Source data »
⁂

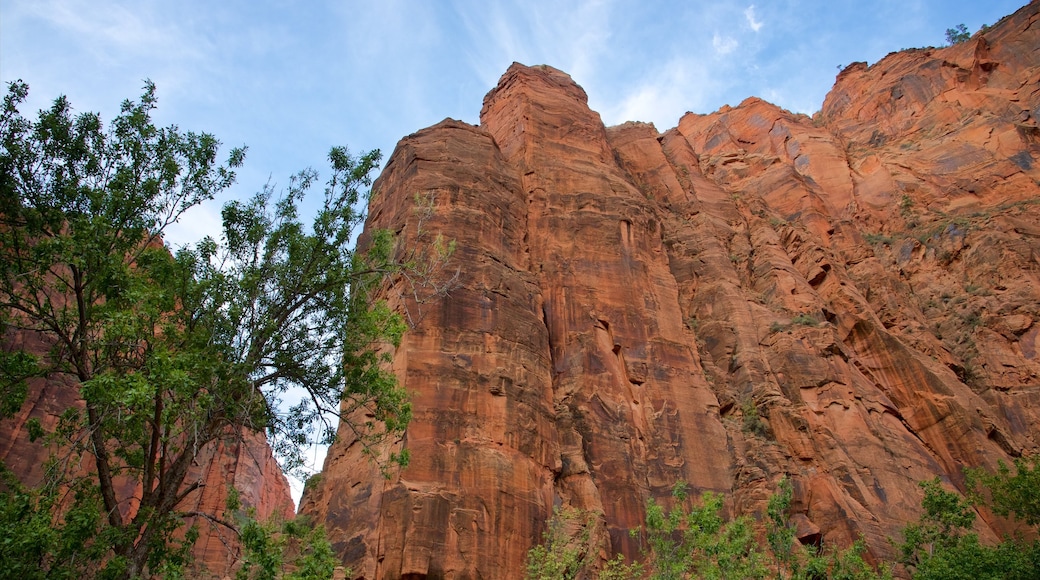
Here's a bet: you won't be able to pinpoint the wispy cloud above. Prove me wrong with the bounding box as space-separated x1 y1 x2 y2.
14 0 212 76
1 0 227 119
713 33 739 55
745 5 764 32
21 0 192 57
453 0 613 92
602 57 717 129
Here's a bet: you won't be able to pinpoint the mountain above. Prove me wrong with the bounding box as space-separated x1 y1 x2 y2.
301 2 1040 578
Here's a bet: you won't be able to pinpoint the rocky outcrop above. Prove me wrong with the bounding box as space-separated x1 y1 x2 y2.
0 329 295 576
303 2 1040 578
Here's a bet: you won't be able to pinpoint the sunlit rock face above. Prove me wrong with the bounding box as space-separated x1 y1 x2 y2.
302 3 1040 578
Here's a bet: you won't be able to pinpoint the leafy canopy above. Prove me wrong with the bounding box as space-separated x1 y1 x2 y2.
897 466 1040 580
0 79 410 577
946 24 971 45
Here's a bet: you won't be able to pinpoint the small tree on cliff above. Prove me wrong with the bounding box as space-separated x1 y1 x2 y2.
0 80 410 577
945 24 971 45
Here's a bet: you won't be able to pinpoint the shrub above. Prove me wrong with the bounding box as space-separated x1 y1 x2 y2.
792 313 819 327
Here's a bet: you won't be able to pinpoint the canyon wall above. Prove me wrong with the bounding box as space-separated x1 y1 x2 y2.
302 2 1040 578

⁂

What the exercise asks »
Please print the data above once more, exactly as it appears, with no pictures.

Reply »
Here's a bet: you won't be able to pinpoint the wispy cloud above. Prove me wrong with the bounding box as space-separated x1 y1 x2 y2.
14 0 212 76
1 0 227 119
713 33 739 55
745 5 764 32
21 0 192 57
453 0 613 92
602 57 717 129
Here's a bet: you won't be able to pinpoint the mountain above. Prove me wrong with the bounding box as space-separated x1 y1 x2 y2.
301 2 1040 578
Here's a bet: you won't be able to pinpoint the rocky outcrop above. Prove me wrong with the bounding box as space-separated x1 y1 x2 y2.
0 329 295 576
303 2 1040 578
Here's a bet: you won't be able to pinpoint the sunlit rock face above. Prove me wrong with the bounding box as space-separated x1 y1 x2 y2.
302 3 1040 578
Here's a bet: you won't be able to pinpoint the leafy canopy above. Prove me wrong with the bounding box as space-separated x1 y1 x2 y2.
897 466 1040 580
0 79 410 577
946 24 971 45
Here's a bet: you won't be able to pinpoint the small tree on cliff above. Prove me wrong with the bounding box as space-separated x1 y1 x2 y2.
0 80 410 577
945 24 971 45
Here's a bet: you won't be able to pinpoint the shrub above. Prove me wrong with the bounding box as space-separated x1 y1 x2 y2.
792 313 819 327
Here's a bet: you won't be able to pinpoint the canyon wall above. Prove me wrong with the bounding box as space-separated x1 y1 x2 y2.
302 2 1040 578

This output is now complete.